Recorded information >>
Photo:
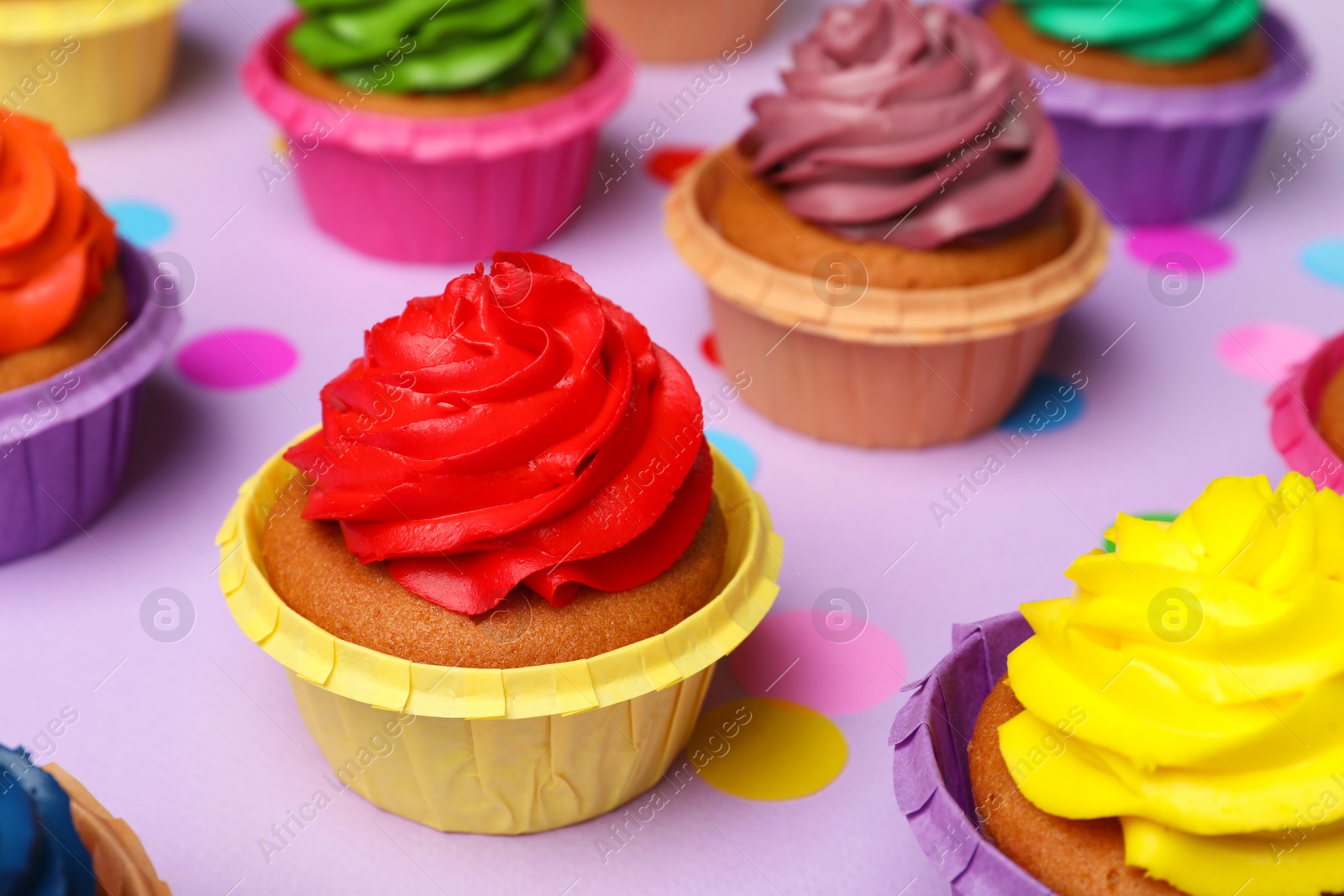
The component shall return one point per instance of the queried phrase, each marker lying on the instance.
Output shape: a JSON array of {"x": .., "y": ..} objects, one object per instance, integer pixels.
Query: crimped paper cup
[
  {"x": 441, "y": 188},
  {"x": 687, "y": 29},
  {"x": 932, "y": 772},
  {"x": 64, "y": 441},
  {"x": 897, "y": 369},
  {"x": 1160, "y": 155},
  {"x": 120, "y": 862},
  {"x": 1297, "y": 406},
  {"x": 85, "y": 65},
  {"x": 501, "y": 752}
]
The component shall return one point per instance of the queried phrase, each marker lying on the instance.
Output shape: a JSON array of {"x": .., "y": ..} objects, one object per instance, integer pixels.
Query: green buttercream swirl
[
  {"x": 1160, "y": 31},
  {"x": 440, "y": 46}
]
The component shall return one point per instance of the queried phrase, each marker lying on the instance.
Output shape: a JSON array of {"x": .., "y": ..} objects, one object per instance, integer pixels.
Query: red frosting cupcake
[
  {"x": 508, "y": 516},
  {"x": 517, "y": 434}
]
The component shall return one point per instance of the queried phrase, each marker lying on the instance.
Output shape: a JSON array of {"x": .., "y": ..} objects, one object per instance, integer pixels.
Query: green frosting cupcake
[
  {"x": 440, "y": 46},
  {"x": 1162, "y": 31}
]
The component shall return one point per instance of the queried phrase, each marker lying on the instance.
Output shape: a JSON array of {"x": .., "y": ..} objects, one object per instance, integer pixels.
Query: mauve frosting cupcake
[{"x": 900, "y": 208}]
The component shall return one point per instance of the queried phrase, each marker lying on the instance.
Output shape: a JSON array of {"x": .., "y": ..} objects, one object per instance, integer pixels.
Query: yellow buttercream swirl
[{"x": 1194, "y": 687}]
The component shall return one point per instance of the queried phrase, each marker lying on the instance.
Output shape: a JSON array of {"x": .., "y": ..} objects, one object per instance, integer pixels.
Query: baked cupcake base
[
  {"x": 320, "y": 579},
  {"x": 1072, "y": 857},
  {"x": 687, "y": 29},
  {"x": 120, "y": 862},
  {"x": 877, "y": 367},
  {"x": 92, "y": 331},
  {"x": 501, "y": 750}
]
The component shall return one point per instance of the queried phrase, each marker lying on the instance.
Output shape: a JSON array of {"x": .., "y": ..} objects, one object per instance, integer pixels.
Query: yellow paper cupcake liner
[
  {"x": 687, "y": 29},
  {"x": 882, "y": 316},
  {"x": 24, "y": 22},
  {"x": 120, "y": 862},
  {"x": 85, "y": 66},
  {"x": 501, "y": 775},
  {"x": 501, "y": 750}
]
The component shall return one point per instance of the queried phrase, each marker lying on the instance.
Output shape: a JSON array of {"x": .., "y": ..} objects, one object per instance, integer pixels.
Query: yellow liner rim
[
  {"x": 911, "y": 316},
  {"x": 27, "y": 22},
  {"x": 452, "y": 692}
]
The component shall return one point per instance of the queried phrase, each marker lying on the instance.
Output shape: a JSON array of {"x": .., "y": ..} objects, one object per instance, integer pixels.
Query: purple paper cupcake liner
[
  {"x": 1297, "y": 405},
  {"x": 932, "y": 772},
  {"x": 64, "y": 441},
  {"x": 1162, "y": 155}
]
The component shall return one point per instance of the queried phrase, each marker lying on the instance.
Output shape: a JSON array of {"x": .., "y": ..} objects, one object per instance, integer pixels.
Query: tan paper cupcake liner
[
  {"x": 111, "y": 76},
  {"x": 120, "y": 862},
  {"x": 685, "y": 29},
  {"x": 894, "y": 369},
  {"x": 501, "y": 752}
]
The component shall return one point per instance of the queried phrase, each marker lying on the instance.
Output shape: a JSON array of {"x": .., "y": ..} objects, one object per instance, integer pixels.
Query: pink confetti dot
[
  {"x": 1267, "y": 351},
  {"x": 788, "y": 658},
  {"x": 237, "y": 359},
  {"x": 1151, "y": 244}
]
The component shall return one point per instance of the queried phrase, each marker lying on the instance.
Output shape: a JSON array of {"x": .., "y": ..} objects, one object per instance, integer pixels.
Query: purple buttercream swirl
[{"x": 905, "y": 123}]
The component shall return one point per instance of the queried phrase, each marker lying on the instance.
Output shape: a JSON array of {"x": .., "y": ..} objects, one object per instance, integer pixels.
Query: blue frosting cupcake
[{"x": 40, "y": 853}]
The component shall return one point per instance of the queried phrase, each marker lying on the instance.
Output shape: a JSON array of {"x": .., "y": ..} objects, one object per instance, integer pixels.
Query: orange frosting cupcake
[{"x": 55, "y": 244}]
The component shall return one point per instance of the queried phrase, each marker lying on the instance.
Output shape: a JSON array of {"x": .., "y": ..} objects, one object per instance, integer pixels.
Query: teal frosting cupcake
[
  {"x": 40, "y": 852},
  {"x": 1159, "y": 31},
  {"x": 441, "y": 46}
]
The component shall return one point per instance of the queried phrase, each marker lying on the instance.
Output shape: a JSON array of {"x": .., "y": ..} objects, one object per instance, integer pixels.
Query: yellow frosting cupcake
[{"x": 1206, "y": 661}]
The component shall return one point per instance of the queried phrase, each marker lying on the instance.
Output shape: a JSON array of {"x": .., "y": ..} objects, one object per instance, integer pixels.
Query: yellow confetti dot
[{"x": 766, "y": 748}]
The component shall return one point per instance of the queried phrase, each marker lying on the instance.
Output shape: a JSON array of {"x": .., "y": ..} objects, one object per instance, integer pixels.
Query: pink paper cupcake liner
[
  {"x": 64, "y": 441},
  {"x": 443, "y": 188},
  {"x": 1297, "y": 405},
  {"x": 932, "y": 772},
  {"x": 1160, "y": 155}
]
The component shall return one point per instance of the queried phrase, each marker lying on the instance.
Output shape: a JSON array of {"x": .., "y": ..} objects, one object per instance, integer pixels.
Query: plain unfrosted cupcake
[
  {"x": 81, "y": 327},
  {"x": 510, "y": 515},
  {"x": 437, "y": 136},
  {"x": 890, "y": 246}
]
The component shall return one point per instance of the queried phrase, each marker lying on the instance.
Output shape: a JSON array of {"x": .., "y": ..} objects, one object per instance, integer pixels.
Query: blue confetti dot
[
  {"x": 141, "y": 223},
  {"x": 1326, "y": 259},
  {"x": 736, "y": 450},
  {"x": 1050, "y": 403}
]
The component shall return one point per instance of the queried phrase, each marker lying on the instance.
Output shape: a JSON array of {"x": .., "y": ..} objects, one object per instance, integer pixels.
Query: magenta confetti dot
[
  {"x": 1267, "y": 351},
  {"x": 788, "y": 658},
  {"x": 237, "y": 359},
  {"x": 1151, "y": 244}
]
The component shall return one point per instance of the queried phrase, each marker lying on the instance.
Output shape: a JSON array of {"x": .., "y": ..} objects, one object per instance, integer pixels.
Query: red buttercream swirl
[
  {"x": 517, "y": 429},
  {"x": 55, "y": 244}
]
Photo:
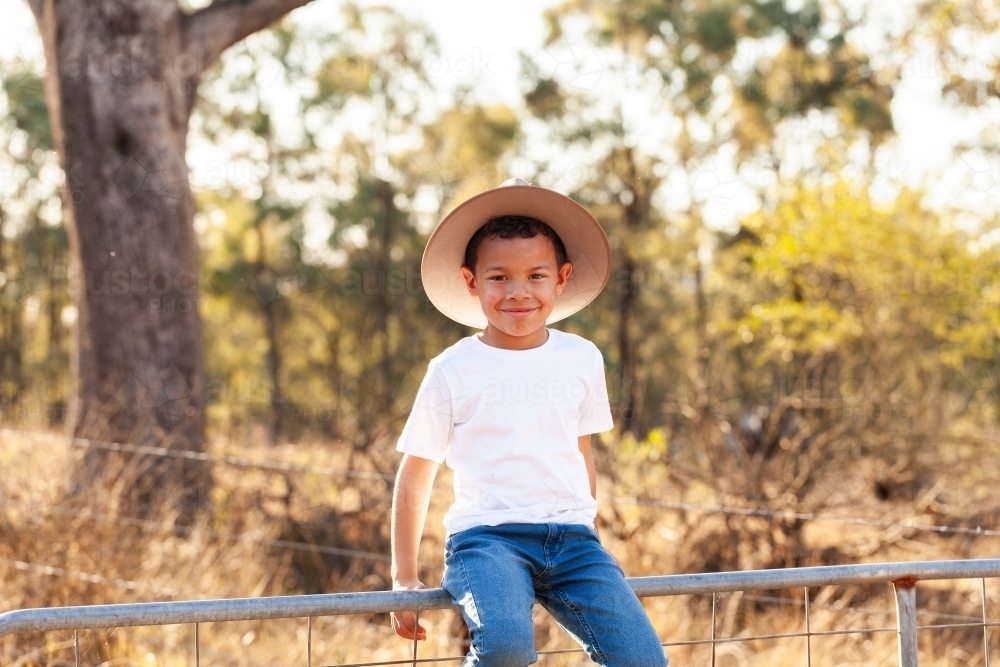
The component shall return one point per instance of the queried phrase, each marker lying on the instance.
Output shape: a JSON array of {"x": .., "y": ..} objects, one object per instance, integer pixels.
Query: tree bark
[{"x": 120, "y": 86}]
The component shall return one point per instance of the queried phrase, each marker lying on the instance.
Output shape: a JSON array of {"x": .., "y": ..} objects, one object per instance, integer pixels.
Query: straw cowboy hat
[{"x": 587, "y": 249}]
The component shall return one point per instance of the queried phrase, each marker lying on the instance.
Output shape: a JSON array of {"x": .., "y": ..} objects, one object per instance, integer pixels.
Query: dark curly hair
[{"x": 512, "y": 226}]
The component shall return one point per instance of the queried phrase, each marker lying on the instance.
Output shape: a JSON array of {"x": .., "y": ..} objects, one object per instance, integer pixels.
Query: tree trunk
[
  {"x": 120, "y": 86},
  {"x": 124, "y": 90}
]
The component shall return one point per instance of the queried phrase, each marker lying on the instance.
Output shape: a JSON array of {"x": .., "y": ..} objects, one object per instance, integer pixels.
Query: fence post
[{"x": 906, "y": 619}]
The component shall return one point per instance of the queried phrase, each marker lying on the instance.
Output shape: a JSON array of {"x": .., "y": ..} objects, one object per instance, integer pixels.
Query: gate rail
[{"x": 903, "y": 576}]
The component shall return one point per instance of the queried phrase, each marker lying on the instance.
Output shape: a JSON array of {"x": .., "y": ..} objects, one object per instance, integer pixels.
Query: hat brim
[{"x": 587, "y": 249}]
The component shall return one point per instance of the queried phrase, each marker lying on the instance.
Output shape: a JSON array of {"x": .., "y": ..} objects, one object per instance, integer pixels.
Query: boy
[{"x": 513, "y": 410}]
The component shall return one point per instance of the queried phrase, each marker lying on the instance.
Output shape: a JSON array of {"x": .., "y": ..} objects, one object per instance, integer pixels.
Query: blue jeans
[{"x": 496, "y": 573}]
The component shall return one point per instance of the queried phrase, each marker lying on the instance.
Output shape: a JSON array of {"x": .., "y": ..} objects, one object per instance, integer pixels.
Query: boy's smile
[{"x": 517, "y": 282}]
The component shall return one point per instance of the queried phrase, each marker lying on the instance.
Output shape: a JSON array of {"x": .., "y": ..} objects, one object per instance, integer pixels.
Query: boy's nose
[{"x": 517, "y": 289}]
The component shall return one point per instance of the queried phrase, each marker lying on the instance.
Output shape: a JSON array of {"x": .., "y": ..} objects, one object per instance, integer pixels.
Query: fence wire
[
  {"x": 281, "y": 466},
  {"x": 903, "y": 576}
]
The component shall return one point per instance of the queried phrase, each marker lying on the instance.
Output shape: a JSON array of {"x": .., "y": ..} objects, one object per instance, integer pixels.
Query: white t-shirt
[{"x": 507, "y": 422}]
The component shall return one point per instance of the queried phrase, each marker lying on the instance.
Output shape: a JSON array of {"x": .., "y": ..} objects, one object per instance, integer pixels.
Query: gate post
[{"x": 906, "y": 620}]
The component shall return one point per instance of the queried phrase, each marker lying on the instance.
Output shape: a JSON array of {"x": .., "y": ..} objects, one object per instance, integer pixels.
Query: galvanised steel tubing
[{"x": 243, "y": 609}]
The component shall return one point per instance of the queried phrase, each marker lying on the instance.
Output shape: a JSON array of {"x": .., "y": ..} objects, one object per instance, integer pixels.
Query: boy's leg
[
  {"x": 488, "y": 572},
  {"x": 588, "y": 596}
]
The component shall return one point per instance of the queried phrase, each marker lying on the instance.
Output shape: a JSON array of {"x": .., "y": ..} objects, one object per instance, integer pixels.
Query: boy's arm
[
  {"x": 410, "y": 499},
  {"x": 584, "y": 443}
]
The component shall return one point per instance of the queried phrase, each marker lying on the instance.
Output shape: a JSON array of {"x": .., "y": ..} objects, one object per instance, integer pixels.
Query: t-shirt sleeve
[
  {"x": 595, "y": 412},
  {"x": 428, "y": 429}
]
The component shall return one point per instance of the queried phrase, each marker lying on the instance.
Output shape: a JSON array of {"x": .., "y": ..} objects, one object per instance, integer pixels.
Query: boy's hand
[{"x": 403, "y": 621}]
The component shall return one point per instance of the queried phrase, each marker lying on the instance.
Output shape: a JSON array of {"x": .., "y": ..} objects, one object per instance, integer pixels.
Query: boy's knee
[
  {"x": 514, "y": 646},
  {"x": 509, "y": 652}
]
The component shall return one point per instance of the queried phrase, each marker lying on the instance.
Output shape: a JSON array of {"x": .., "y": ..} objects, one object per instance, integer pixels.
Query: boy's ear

What you should do >> Extract every line from the rows above that contains the word "confetti". The match is case-sensitive.

Exercise result >>
Query: pink confetti dot
Query: yellow confetti dot
Query: blue confetti dot
Query: magenta confetti dot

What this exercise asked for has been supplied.